▶ _TASKS TO COMPLETE_
**a)** Duplicate, word for word, the part of the wildfire readmission write-up from "Deep learning for" up to and including "state of California.".
**b)** Pick up the wildfire readmission write-up after its final sentence and write the next part.

Stanford Medical Center

Deep learning for hospital readmission prediction during wildfires

My most involved long-term project (worked on it for 2+ years) was deep learning research I did at the Stanford Medical Center. This was a group effort by myself, Govind Chada, and Ekin Tiu under the mentorship of Dr. David Kim (Department of Emergency Medicine). Our goal was to leverage deep learning models on electronic health record date to predict hospital readmission due to chronic disease exacerbation during periods of bad air quality. This was especially relevant given the recent prevalence of wildfires in California, and worked well with the fact that our data consisted of every hospital admission from 2015-2019 in the state of California.

The project can be split into three main stages.

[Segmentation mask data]
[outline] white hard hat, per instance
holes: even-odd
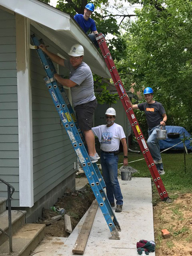
[[[82,55],[84,55],[84,49],[82,45],[76,44],[73,45],[68,54],[70,56],[73,56],[74,57],[82,56]]]
[[[106,110],[106,115],[110,115],[111,116],[116,116],[116,112],[113,108],[109,108]]]

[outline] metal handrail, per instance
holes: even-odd
[[[11,197],[12,195],[14,193],[15,189],[12,186],[0,178],[0,181],[7,186],[7,193],[8,195],[8,218],[9,219],[9,234],[8,235],[4,230],[0,229],[0,230],[8,236],[9,238],[9,253],[11,254],[13,252],[13,246],[12,244],[12,225],[11,222],[11,200],[13,198]],[[12,192],[11,193],[11,188],[12,189]]]

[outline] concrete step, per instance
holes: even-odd
[[[0,197],[0,214],[6,210],[6,197]]]
[[[28,256],[43,238],[44,224],[25,224],[12,236],[13,253],[12,256]],[[0,246],[0,256],[7,256],[9,252],[9,241]]]
[[[12,234],[15,234],[25,223],[26,211],[12,210]],[[8,210],[0,214],[0,228],[7,234],[9,233]],[[7,236],[0,231],[0,246],[8,239]]]

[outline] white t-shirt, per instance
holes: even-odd
[[[100,148],[103,151],[118,150],[120,140],[126,138],[122,126],[115,123],[109,127],[107,127],[106,124],[93,127],[92,131],[98,137]]]

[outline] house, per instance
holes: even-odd
[[[30,48],[30,35],[65,58],[80,43],[93,73],[110,74],[68,14],[38,0],[0,0],[0,178],[15,188],[12,206],[26,210],[27,222],[34,222],[43,207],[52,206],[67,188],[74,189],[77,157],[44,84],[42,64]],[[7,196],[0,182],[0,197]]]

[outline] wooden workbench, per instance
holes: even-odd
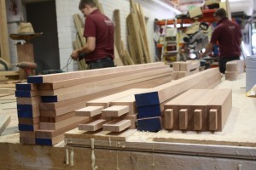
[[[245,74],[234,82],[223,77],[216,87],[227,88],[233,107],[223,132],[85,137],[74,129],[66,133],[67,144],[54,147],[20,144],[17,133],[0,137],[0,169],[256,169],[256,99],[245,96]]]

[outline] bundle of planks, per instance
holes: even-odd
[[[165,124],[161,123],[164,105],[172,98],[189,89],[212,88],[220,81],[218,69],[213,68],[158,86],[150,93],[136,94],[138,110],[137,129],[151,132],[160,130]]]
[[[234,81],[239,74],[244,72],[244,60],[233,60],[226,63],[225,79]]]
[[[164,63],[29,76],[28,83],[16,85],[18,116],[26,118],[19,119],[19,128],[27,133],[20,136],[20,142],[53,145],[63,139],[66,131],[91,119],[75,116],[75,110],[85,107],[87,101],[132,88],[157,86],[171,78],[172,69]]]
[[[155,88],[131,89],[89,101],[87,107],[76,110],[76,116],[91,118],[90,122],[79,125],[79,130],[121,133],[137,127],[140,131],[159,131],[164,124],[166,103],[190,88],[212,88],[220,82],[220,77],[218,69],[209,69]]]
[[[164,107],[166,129],[222,131],[232,108],[232,91],[191,89]]]
[[[178,61],[173,63],[172,80],[177,80],[199,71],[199,60]]]

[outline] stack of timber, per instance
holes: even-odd
[[[11,121],[10,116],[0,115],[0,136],[6,129],[10,121]]]
[[[15,97],[19,120],[20,142],[36,144],[35,131],[39,129],[38,90],[35,84],[17,83]]]
[[[244,72],[244,60],[233,60],[226,63],[225,78],[234,81],[237,79],[238,75]]]
[[[32,124],[29,130],[35,132],[33,137],[37,144],[53,145],[63,139],[66,131],[91,120],[90,116],[75,116],[75,110],[84,108],[87,101],[133,88],[148,88],[148,85],[151,88],[166,83],[171,81],[172,71],[164,63],[152,63],[29,76],[28,83],[25,84],[38,88],[22,90],[16,87],[18,115],[28,113],[26,118],[40,116],[37,126],[35,122],[29,122]],[[25,94],[20,95],[24,91]],[[28,99],[23,103],[24,99],[19,98]],[[132,125],[132,121],[129,122]],[[27,130],[22,127],[21,130]]]
[[[220,77],[218,68],[209,69],[155,88],[131,89],[89,101],[87,107],[76,110],[76,116],[91,118],[79,125],[79,130],[90,136],[98,135],[99,130],[121,133],[135,128],[157,132],[164,127],[166,103],[190,88],[212,88]]]
[[[128,46],[135,64],[150,63],[147,26],[141,6],[131,0],[131,13],[126,18]]]
[[[160,115],[160,110],[163,110],[163,105],[166,101],[189,89],[212,88],[220,82],[221,76],[218,69],[212,68],[158,86],[150,93],[136,94],[136,104],[137,110],[140,110],[139,114],[147,117],[137,121],[138,129],[141,131],[160,130],[163,115]],[[158,124],[153,130],[150,124],[152,122]]]
[[[91,119],[84,124],[79,125],[79,129],[90,132],[99,129],[120,132],[126,128],[136,128],[137,115],[129,114],[129,105],[113,105],[111,102],[148,90],[132,88],[87,102],[87,107],[76,110],[76,116],[89,116]]]
[[[177,80],[199,71],[199,60],[187,60],[173,63],[172,80]]]
[[[232,91],[191,89],[164,107],[165,129],[222,131],[232,108]]]

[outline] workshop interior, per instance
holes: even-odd
[[[0,0],[0,170],[256,169],[255,0]]]

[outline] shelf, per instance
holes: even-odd
[[[213,14],[215,13],[215,9],[207,9],[203,10],[203,16],[199,18],[198,21],[200,22],[215,22],[215,18],[213,17]],[[194,19],[186,18],[186,19],[177,19],[177,24],[191,24],[195,22]],[[160,20],[158,22],[160,26],[165,26],[166,20]],[[167,25],[174,25],[175,20],[167,20]]]

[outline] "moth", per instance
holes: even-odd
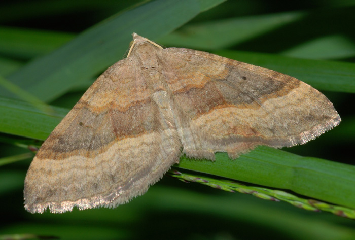
[[[303,144],[337,125],[332,104],[292,77],[133,33],[43,143],[25,208],[115,208],[146,192],[181,156],[235,159],[258,145]]]

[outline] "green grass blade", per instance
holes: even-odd
[[[214,6],[221,0],[209,1]],[[208,5],[202,7],[205,9]],[[92,27],[58,50],[27,64],[9,79],[41,100],[55,99],[122,58],[131,34],[152,40],[186,23],[201,11],[197,0],[157,0]],[[16,97],[4,89],[0,95]]]
[[[21,59],[45,55],[73,39],[72,33],[0,27],[0,53]]]
[[[0,97],[0,132],[44,140],[68,112],[51,109],[44,112],[36,105]]]
[[[230,47],[301,19],[305,13],[282,12],[188,24],[159,38],[165,46],[211,51]]]
[[[316,198],[355,208],[355,166],[302,157],[259,147],[235,160],[225,153],[216,161],[186,157],[177,166],[273,188],[289,189]]]
[[[27,153],[10,157],[2,157],[0,158],[0,166],[9,163],[12,163],[13,162],[16,162],[18,161],[27,159],[33,157],[33,154],[31,153]]]

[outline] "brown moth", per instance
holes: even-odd
[[[115,208],[184,153],[235,159],[258,145],[304,144],[340,122],[325,96],[292,77],[133,37],[127,58],[99,77],[34,157],[29,212]]]

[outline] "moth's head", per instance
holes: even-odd
[[[150,53],[151,53],[154,51],[156,51],[157,48],[163,49],[163,47],[159,44],[146,38],[143,38],[135,32],[134,32],[132,35],[133,39],[129,43],[129,52],[127,57],[136,53],[139,55],[141,55],[142,53],[149,55]]]

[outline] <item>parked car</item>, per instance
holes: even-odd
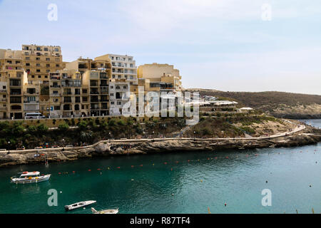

▶ _EXPECTED OUTPUTS_
**a)**
Deep learning for hospital readmission prediction during wildfires

My most involved long-term project (worked on it for 2+ years) was deep learning research I did at the Stanford Medical Center. This was a group effort by myself, Govind Chada, and Ekin Tiu under the mentorship of Dr. David Kim (Department of Emergency Medicine). Our goal was to leverage deep learning models on electronic health record date to predict hospital readmission due to chronic disease exacerbation during periods of bad air quality. This was especially relevant given the recent prevalence of wildfires in California, and worked well with the fact that our data consisted of every hospital admission from 2015-2019 in the state of California.

**b)**
  1. Research study motivation and replication of existing work
  2. Dataset construction
  3. Model development and evaluation

For the first year or so, I predominantly worked on the first stage, leading exploratory data analyses to validate increased hospital admissions due to asthma and COPD with spikes in particulate matter (PM 2.5) concentration. Later on, I expanded to assist with the other two stages since the first part had the shortest timeline. We build a variety of models, including non-recurrent baselines as well as more nuanced models such as LSTMs and hierarchical attention networks.

Given the clinical nature of this work, one of our main goals was interpretability, and HANs were a big step in this direction. Our goal was to outperform existing research which utilized statistical inference methods as well as our non-recurrent baselines with models such as XGBoost.